### ACTIVITY:
In the records that follow, show each line where the word "framed" is present.

### RECORDS PROVIDED:

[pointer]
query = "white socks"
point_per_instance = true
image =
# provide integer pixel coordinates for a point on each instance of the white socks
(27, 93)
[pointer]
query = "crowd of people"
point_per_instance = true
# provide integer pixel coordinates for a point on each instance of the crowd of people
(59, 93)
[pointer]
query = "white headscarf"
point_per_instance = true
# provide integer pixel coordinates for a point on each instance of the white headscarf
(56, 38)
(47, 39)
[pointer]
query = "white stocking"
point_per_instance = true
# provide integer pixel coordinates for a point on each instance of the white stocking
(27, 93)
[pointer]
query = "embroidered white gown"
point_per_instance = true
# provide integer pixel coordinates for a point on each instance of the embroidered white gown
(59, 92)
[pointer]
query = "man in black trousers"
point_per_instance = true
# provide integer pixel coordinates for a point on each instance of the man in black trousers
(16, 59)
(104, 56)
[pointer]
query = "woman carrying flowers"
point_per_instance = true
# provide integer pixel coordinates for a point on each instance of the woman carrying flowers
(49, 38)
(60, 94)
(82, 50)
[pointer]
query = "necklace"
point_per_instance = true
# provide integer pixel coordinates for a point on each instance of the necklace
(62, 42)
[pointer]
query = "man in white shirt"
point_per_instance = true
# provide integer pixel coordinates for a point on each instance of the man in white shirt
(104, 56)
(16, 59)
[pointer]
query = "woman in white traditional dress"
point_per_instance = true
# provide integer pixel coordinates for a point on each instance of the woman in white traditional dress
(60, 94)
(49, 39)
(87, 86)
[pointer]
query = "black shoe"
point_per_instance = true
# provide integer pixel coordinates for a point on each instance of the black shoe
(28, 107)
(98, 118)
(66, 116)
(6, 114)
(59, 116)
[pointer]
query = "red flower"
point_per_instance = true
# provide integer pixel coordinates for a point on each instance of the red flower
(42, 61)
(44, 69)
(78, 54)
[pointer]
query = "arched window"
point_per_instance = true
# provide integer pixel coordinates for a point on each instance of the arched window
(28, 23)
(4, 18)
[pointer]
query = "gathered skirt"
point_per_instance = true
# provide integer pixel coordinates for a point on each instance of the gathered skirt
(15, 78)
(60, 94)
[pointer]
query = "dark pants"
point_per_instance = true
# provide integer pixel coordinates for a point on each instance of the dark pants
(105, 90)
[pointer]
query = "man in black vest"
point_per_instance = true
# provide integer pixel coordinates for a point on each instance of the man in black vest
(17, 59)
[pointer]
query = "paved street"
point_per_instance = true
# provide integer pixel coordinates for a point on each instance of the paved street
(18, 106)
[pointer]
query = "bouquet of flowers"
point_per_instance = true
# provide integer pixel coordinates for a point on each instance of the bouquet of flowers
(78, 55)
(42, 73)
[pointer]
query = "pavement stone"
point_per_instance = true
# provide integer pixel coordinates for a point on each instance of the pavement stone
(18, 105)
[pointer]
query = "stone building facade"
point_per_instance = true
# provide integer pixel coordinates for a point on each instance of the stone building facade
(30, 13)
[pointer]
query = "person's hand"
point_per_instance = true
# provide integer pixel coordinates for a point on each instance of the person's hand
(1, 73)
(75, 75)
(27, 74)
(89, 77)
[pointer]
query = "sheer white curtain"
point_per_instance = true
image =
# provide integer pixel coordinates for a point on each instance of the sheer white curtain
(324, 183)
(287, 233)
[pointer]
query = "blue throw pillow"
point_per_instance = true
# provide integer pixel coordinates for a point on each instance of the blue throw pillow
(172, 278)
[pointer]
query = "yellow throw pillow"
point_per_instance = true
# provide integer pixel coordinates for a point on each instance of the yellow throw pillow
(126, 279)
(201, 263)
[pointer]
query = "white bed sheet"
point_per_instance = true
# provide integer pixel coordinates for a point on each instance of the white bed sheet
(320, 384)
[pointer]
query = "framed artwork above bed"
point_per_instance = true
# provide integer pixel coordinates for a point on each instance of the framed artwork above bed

### THE COMPLETED TASK:
query = "framed artwork above bed"
# provide integer pixel coordinates for a point on each instance of the framed artwork above bed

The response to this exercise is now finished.